DATA RECORDS:
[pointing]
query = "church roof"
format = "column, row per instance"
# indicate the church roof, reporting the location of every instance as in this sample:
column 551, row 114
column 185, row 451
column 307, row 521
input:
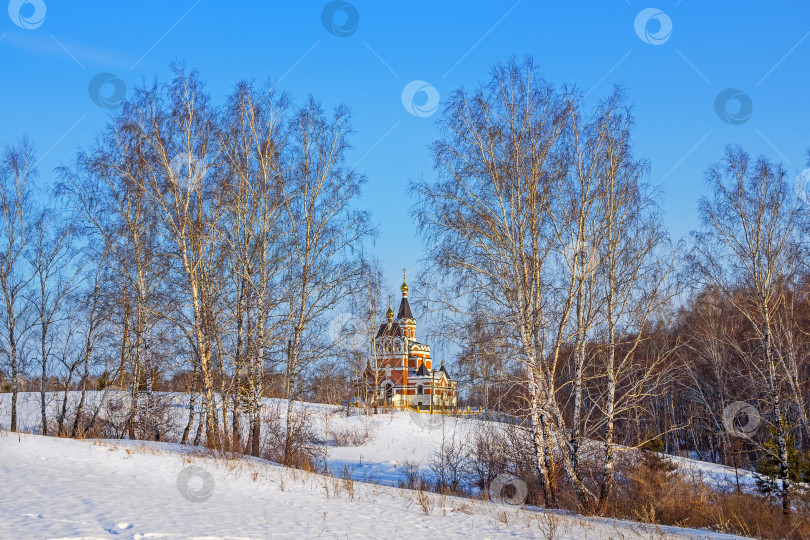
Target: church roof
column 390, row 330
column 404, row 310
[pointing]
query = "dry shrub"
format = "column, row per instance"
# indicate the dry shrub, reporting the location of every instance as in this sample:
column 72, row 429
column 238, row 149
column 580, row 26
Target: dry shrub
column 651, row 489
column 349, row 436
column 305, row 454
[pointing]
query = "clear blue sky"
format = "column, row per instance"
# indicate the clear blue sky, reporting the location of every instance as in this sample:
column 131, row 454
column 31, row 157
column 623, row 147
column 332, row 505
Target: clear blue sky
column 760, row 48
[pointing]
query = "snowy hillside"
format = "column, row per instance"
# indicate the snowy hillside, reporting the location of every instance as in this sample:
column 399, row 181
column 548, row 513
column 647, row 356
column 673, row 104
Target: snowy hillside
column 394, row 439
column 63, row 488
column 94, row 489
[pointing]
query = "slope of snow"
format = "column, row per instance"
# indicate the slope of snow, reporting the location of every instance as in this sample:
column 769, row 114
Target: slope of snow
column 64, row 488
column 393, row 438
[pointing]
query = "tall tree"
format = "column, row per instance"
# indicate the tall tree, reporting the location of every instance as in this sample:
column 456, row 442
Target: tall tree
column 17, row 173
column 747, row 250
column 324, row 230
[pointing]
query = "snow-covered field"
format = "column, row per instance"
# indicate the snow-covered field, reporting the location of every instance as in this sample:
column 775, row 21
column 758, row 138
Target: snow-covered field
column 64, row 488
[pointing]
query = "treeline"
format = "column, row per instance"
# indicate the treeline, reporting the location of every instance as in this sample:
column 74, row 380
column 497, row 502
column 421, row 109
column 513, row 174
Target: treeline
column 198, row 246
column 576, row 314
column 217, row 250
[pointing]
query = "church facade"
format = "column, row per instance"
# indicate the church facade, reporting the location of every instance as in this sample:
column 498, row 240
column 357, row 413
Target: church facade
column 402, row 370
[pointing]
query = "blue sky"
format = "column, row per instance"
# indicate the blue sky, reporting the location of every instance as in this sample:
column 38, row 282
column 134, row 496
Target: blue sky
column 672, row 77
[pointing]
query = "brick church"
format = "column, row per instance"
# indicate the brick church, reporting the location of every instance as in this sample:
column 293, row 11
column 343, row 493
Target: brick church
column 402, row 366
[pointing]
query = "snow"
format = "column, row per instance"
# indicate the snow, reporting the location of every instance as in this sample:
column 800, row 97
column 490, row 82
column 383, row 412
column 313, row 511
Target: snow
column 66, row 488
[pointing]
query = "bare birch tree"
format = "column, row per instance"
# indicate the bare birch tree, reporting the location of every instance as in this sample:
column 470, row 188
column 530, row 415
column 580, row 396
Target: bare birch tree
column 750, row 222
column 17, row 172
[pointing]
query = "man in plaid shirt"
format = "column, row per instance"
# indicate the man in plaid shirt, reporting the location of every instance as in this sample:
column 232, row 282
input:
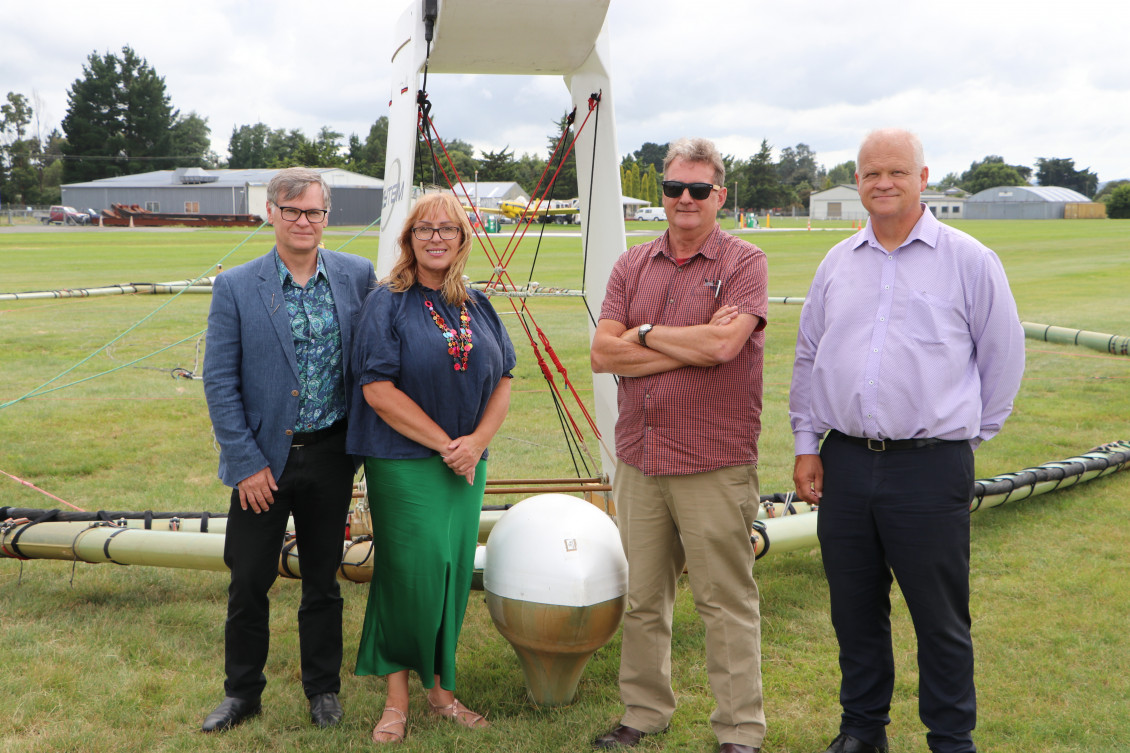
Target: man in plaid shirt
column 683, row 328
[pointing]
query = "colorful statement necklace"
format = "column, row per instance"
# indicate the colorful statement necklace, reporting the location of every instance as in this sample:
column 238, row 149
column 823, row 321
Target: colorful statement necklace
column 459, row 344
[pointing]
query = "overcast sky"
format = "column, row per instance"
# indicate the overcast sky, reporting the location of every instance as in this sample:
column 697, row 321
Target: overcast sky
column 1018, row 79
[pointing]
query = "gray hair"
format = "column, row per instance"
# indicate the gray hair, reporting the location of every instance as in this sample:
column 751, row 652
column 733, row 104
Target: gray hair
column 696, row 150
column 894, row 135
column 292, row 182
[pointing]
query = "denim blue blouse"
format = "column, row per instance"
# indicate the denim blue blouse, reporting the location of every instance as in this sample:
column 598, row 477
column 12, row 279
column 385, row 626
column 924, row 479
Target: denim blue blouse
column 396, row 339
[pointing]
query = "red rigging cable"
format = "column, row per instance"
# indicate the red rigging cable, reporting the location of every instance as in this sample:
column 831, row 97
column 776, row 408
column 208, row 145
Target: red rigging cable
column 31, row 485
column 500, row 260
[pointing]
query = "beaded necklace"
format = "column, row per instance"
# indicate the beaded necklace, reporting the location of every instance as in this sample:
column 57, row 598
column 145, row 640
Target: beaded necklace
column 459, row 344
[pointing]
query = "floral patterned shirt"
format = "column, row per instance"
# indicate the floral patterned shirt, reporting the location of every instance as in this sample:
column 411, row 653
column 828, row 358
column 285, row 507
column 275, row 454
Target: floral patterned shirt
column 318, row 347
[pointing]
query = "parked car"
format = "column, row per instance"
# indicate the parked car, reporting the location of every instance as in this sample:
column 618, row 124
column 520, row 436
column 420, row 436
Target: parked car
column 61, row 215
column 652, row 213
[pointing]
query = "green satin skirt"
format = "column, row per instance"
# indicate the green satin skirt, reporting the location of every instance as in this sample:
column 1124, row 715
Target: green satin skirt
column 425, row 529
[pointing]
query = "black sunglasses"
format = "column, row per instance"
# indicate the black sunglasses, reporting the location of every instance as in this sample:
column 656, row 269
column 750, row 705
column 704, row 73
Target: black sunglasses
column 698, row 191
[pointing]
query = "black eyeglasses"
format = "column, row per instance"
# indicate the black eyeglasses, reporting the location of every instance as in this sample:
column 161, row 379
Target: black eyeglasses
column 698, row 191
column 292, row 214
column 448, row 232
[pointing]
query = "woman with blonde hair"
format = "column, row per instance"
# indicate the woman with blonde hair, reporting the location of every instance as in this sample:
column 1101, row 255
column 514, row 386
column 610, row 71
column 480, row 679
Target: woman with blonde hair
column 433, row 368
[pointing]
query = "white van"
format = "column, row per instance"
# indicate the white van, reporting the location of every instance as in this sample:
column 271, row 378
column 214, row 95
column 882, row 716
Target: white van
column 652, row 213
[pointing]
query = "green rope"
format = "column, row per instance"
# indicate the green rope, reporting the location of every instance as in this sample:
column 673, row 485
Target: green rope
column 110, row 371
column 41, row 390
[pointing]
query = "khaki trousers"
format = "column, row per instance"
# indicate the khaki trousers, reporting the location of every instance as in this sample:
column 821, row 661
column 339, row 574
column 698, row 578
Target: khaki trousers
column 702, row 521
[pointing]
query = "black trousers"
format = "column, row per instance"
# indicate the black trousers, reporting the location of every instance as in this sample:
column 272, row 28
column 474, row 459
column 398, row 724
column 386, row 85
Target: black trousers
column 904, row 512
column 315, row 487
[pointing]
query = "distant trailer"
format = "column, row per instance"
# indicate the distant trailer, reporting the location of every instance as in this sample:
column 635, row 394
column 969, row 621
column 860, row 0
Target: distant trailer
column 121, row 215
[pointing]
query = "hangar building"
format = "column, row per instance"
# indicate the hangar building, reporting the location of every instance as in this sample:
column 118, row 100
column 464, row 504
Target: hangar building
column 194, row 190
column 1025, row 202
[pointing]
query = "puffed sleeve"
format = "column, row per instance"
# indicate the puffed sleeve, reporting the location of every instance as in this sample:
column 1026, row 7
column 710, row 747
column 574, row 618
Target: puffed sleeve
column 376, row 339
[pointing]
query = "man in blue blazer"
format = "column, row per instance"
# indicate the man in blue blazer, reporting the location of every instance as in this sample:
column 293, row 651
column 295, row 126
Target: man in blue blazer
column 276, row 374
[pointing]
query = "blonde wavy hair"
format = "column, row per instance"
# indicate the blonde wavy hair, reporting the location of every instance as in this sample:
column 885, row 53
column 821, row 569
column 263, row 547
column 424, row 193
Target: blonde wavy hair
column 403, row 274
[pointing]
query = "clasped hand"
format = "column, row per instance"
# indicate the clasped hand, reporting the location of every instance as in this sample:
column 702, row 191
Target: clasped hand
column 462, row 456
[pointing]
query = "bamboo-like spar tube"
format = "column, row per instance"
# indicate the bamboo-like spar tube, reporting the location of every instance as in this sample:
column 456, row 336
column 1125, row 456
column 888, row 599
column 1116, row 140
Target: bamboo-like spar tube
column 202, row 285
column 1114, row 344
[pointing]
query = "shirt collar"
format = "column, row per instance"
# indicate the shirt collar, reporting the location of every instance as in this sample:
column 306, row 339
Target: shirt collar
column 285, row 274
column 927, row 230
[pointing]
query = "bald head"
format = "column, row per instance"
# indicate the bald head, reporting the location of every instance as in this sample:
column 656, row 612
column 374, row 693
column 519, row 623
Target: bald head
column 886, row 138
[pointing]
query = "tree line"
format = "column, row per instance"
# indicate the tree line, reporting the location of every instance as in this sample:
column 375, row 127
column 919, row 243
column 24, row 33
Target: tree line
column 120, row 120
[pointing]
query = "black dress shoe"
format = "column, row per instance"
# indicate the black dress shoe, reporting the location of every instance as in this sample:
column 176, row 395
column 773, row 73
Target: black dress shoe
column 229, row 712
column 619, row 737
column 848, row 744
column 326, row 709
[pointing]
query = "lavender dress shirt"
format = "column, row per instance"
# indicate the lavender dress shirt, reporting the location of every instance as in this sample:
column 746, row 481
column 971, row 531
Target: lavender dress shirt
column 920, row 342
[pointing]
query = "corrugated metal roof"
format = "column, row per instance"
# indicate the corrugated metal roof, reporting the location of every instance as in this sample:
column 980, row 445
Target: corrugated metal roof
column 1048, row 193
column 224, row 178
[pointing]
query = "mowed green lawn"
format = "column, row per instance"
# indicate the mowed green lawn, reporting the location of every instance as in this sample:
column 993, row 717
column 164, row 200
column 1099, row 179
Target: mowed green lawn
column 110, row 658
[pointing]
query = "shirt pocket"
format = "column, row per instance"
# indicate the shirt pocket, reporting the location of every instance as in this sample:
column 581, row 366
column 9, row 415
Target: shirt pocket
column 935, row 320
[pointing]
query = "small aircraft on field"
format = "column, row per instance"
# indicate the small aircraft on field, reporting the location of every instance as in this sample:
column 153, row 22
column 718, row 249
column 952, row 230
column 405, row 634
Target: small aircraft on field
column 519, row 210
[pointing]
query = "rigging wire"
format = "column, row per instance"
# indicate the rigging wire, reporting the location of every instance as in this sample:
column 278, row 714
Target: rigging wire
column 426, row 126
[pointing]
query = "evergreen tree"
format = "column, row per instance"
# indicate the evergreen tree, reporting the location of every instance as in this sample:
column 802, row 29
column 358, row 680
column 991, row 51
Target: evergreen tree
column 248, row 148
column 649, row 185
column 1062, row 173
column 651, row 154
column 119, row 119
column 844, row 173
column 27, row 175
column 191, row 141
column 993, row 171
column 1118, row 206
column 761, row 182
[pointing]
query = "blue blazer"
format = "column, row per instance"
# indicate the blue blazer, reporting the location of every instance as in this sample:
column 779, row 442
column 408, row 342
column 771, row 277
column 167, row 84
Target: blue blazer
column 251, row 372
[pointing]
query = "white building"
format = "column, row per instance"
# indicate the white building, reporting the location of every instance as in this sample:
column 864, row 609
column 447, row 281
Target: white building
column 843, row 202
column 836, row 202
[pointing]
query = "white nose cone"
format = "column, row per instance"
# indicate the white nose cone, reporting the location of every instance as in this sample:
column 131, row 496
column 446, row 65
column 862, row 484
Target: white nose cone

PROBLEM DESCRIPTION: Reproduce the material above word for word, from its first line through the line containing "column 404, row 310", and leave the pictures out.

ANSWER:
[pointing]
query = "church roof"
format = "column, row per instance"
# indicate the church roof, reporting the location of every instance as in this sample:
column 551, row 114
column 185, row 451
column 307, row 521
input:
Target: church roof
column 390, row 330
column 404, row 310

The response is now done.